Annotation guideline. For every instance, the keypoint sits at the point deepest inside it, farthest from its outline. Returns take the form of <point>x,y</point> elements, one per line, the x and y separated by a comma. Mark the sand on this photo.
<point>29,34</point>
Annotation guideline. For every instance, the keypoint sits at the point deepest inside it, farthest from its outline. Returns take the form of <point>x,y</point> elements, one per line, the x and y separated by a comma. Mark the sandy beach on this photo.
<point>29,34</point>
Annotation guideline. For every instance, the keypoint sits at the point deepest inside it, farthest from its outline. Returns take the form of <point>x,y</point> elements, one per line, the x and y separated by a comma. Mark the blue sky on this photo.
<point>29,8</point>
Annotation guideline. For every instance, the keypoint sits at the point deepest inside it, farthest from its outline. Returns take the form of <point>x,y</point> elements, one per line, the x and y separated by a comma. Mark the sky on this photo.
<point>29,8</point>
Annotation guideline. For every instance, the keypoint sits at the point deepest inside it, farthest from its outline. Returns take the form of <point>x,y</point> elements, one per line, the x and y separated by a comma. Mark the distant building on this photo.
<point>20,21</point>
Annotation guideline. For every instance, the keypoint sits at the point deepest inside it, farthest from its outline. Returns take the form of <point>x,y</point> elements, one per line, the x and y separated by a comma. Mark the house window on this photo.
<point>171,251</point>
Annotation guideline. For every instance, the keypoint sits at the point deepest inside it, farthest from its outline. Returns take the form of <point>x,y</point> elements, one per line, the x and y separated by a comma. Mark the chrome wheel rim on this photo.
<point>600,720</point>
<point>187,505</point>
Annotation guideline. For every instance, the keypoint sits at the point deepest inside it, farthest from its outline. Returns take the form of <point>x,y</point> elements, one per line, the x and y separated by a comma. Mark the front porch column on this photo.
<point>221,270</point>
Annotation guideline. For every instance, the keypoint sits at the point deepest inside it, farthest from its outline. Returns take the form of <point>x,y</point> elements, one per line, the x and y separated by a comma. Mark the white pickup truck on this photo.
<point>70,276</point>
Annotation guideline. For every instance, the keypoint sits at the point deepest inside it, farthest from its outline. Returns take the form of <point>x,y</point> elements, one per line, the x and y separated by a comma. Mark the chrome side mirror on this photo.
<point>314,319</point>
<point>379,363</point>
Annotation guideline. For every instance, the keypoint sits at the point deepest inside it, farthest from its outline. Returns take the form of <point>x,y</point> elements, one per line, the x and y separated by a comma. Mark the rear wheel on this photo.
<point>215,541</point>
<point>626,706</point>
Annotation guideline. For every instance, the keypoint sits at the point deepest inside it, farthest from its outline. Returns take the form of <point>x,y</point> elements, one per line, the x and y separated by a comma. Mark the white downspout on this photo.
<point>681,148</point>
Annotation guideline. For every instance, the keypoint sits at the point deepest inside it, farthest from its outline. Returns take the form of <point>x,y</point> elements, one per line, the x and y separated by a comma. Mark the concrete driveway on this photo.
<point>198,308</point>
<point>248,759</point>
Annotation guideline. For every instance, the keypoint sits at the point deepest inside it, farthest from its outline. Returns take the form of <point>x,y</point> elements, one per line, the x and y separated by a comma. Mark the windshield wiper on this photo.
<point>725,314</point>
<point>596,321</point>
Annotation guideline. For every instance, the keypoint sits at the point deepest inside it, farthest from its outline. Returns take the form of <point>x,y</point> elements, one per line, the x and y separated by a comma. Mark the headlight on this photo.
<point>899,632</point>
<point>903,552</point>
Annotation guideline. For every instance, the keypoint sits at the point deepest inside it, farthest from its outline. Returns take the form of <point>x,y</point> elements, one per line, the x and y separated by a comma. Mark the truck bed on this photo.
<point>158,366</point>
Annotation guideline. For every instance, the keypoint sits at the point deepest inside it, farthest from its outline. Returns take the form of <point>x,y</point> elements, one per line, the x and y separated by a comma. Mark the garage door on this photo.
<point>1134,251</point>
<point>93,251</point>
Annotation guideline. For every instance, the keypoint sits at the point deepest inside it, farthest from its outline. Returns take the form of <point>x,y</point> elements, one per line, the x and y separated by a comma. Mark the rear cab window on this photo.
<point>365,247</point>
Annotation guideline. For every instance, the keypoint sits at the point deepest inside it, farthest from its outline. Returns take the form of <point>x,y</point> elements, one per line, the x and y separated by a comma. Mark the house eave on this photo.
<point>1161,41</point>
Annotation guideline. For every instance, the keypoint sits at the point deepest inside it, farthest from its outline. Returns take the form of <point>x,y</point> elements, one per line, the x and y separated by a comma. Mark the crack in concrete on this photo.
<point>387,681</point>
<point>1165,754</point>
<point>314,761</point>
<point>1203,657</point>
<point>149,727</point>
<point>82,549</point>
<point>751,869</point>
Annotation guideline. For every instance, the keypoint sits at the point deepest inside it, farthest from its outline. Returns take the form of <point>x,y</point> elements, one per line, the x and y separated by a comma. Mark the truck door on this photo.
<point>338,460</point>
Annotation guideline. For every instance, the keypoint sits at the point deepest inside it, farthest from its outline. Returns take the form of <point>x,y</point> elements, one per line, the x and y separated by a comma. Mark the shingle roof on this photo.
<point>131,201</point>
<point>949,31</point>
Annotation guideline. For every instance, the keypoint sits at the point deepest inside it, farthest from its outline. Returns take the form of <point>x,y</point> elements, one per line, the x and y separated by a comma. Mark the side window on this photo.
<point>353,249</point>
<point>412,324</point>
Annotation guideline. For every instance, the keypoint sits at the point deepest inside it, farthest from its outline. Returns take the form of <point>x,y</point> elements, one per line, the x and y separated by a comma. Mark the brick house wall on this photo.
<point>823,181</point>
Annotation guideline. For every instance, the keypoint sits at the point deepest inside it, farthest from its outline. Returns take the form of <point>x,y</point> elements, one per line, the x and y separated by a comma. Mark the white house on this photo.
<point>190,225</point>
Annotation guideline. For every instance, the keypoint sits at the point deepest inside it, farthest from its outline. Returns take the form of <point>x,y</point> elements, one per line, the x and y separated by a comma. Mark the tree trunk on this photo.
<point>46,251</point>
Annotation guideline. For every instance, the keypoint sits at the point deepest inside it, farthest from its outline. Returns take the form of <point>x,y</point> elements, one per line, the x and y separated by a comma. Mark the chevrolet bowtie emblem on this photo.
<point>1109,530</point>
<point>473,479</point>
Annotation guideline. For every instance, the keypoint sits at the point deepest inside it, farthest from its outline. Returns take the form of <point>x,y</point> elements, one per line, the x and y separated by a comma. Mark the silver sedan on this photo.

..........

*Exercise:*
Nothing should be dropped or changed, so repeat all of the entries exactly.

*Solution to the exercise:*
Annotation guideline. For every instance, the keypoint sits at the point deepest inside it, farthest from its outline. Returns take the form of <point>x,y</point> elements, one per line, the x and y separated by a comma. Mark the sand on this photo.
<point>29,34</point>
Annotation guideline. For every instance, the keypoint sits at the point deepest inside it, farthest from its outline. Returns take the form of <point>x,y</point> elements, one per line, the x and y separated by a comma. Mark the sandy beach on this photo.
<point>29,34</point>
Annotation guideline. For every instance, the keypoint sits at the point deepest inside it, farthest from its outline. Returns take the form of <point>x,y</point> elements, one per line, the x and y separated by a comma. Mark the blue sky on this photo.
<point>29,8</point>
Annotation guideline. For every instance, the keypoint sits at the point deepest inside it, farthest from its outline. Returns take the form of <point>x,y</point> elements, one per line, the x and y separated by a comma. Mark the sky on this photo.
<point>29,8</point>
Annotation guideline. For every instance, the keypoint sits at the point deepest inside it, farthest from its outline. Returns take the form of <point>x,y</point> elements, one per line, the x and y separated by a comma. Mark the distant building on this photo.
<point>20,21</point>
Annotation guideline. For every instance, the keypoint sits at the point deepest inside it, farthest from its outline. Returns take the form of <point>x,y</point> elements, one per line, the x and y separated by a comma. Mark the house window on this photo.
<point>171,251</point>
Annotation guideline. For every instance, the keypoint sits at the point deepest inside it, farthest from its outline. Returns take the form of <point>x,y</point> elements, one per line, the x and y separated by a comma. Mark the chrome wheel rim on this photo.
<point>600,720</point>
<point>187,505</point>
Annotation guideline. For every instance, the keypoint sits at the point deepest inside it, farthest from its outline. Returns take the form of <point>x,y</point> elements, one per line, the x and y separated by a comma. Mark the front porch column on this photo.
<point>221,270</point>
Annotation guideline. For every instance, the keypoint sits at the point deepest inside it, farthest from its outline. Returns take the form of <point>x,y</point> elements, one per line, the x and y separated by a comma. Mark the white pickup truck on this photo.
<point>70,276</point>
Annotation guideline. For every instance, the keypoint sits at the point deepest inside it, farthest from its outline. Returns take the form of <point>x,y</point> elements, one per line, the x and y separated by a comma. Mark the chrome side mirror on this photo.
<point>314,319</point>
<point>379,363</point>
Annotation guideline. For every instance, the keypoint sits at the point deepest inside it, farthest from its outline. Returns take the form of <point>x,y</point> elements, one per line, the x and y separated by a comma. Mark the rear wheel on this photo.
<point>215,541</point>
<point>626,706</point>
Annotation guideline. For every instance, the keypoint sits at the point deepest inside it, farthest from its outline. Returns take the form of <point>x,y</point> elements, one per line, the x and y separated by a comma. Mark the white downspout on this photo.
<point>681,148</point>
Annotation guideline. For every instance, the keypoint sits at the point deepest inside it, farthest from its outline. Returns take the form of <point>x,y</point> elements, one per line, the x and y separated by a comma. Mark the concrete driveway on this photo.
<point>198,308</point>
<point>248,759</point>
Annotation guideline. For every instance, the keypoint sits at the point deepest inside it, farthest from its outline. Returns take the form of <point>x,y</point> elements, one per line, the x and y separated by a comma. Mark the windshield wiper on this photo.
<point>725,314</point>
<point>596,321</point>
Annotation guideline. For every instance, the keypoint sits at the point deepest inside it, farthest from its outline. Returns take the form of <point>x,y</point> elements, one per line, the x and y separated by a comma. Mark the headlight on this photo.
<point>899,632</point>
<point>903,552</point>
Annotation guideline. For every instance, the keypoint sits at the point deepest inside it, farthest from its outline. Returns take the form of <point>x,y</point> elements, one per line, the x and y separated by a comma. Mark the truck bed on this photo.
<point>158,366</point>
Annotation guideline. For every instance, the keypoint sits at the point deepest inside it, farthest from its outline. Returns take the form of <point>x,y</point> elements, one per line, the x and y separated by a comma. Mark the garage door on this photo.
<point>1134,251</point>
<point>93,251</point>
Annotation guideline. For every instance, the keypoint sits at the point deepest inside it, farthest from its outline. Returns take the form of <point>x,y</point> elements, one per line, the x and y separated by a comma. Mark the rear cab window on this photo.
<point>365,247</point>
Annotation guideline. For every instance, the keypoint sits at the point deepest inside it, farthest from its outline. Returns take the form of <point>x,y</point> elements, one per line, the x and y separated by a comma. Mark the house eave on this photo.
<point>1161,41</point>
Annotation guideline. For every instance, the keypoint sits at the point deepest inside it, farthest from its outline. Returns take the form of <point>x,y</point> elements, one per line, the x and y separated by a comma. Mark the crack in concrete on this photo.
<point>387,681</point>
<point>1165,754</point>
<point>314,761</point>
<point>1203,657</point>
<point>149,727</point>
<point>82,549</point>
<point>751,869</point>
Annotation guideline. For every instance, the keypoint sits at the point deepest inside it, farthest from its outline. Returns take the form of <point>x,y</point> elements, one per line, the x and y separated by a comma. Mark the truck door on this photo.
<point>338,460</point>
Annotation guideline. For every instance, the keypoint sits at the point deepest inside it, farthest from its outline. Returns take the form of <point>x,y</point> elements, one per line, the x and y separated by a comma. Mark the shingle roof on this photo.
<point>131,201</point>
<point>949,31</point>
Annotation guideline. For every instance, the keypoint sits at the point deepest inside it, farthest from its outline. Returns take the form of <point>x,y</point> elements, one per line, the x and y separated by a comma. Mark the side window on this photo.
<point>353,249</point>
<point>412,324</point>
Annotation guideline. For every instance, the keypoint sits at the point deepest inside it, farthest from its outline. Returns take the form of <point>x,y</point> elements, one per line, the x and y separated by a comma. Mark the brick house wall on this photo.
<point>823,181</point>
Annotation guideline. For every instance, the keypoint sits at the point deepest inside it, farthest from its outline. Returns take the form of <point>x,y</point> elements, one per line, the x and y separated by a comma. Mark the white house on this photo.
<point>190,225</point>
Annotation guideline. For every instance, the keypoint sits at the point deepest inside it, farthest from its outline. Returns take the form of <point>x,y</point> elements, one per line, the x and y separated by a comma. Mark the tree trunk on this photo.
<point>46,251</point>
Annotation guideline. For every instance, the keypoint sits at the point deepest inside it, farthest from its outline. Returns take the form of <point>x,y</point> elements, one per line, the x and y separated by a comma. Mark the chevrolet bowtie emblem on this photo.
<point>1109,530</point>
<point>473,479</point>
Annotation guideline. For every instance, the keypoint sits at the point deepest inside it, farthest from its outline. Returns take the form of <point>x,y</point> elements, one per line, the x and y separated by a comma. Mark the silver sedan on this photo.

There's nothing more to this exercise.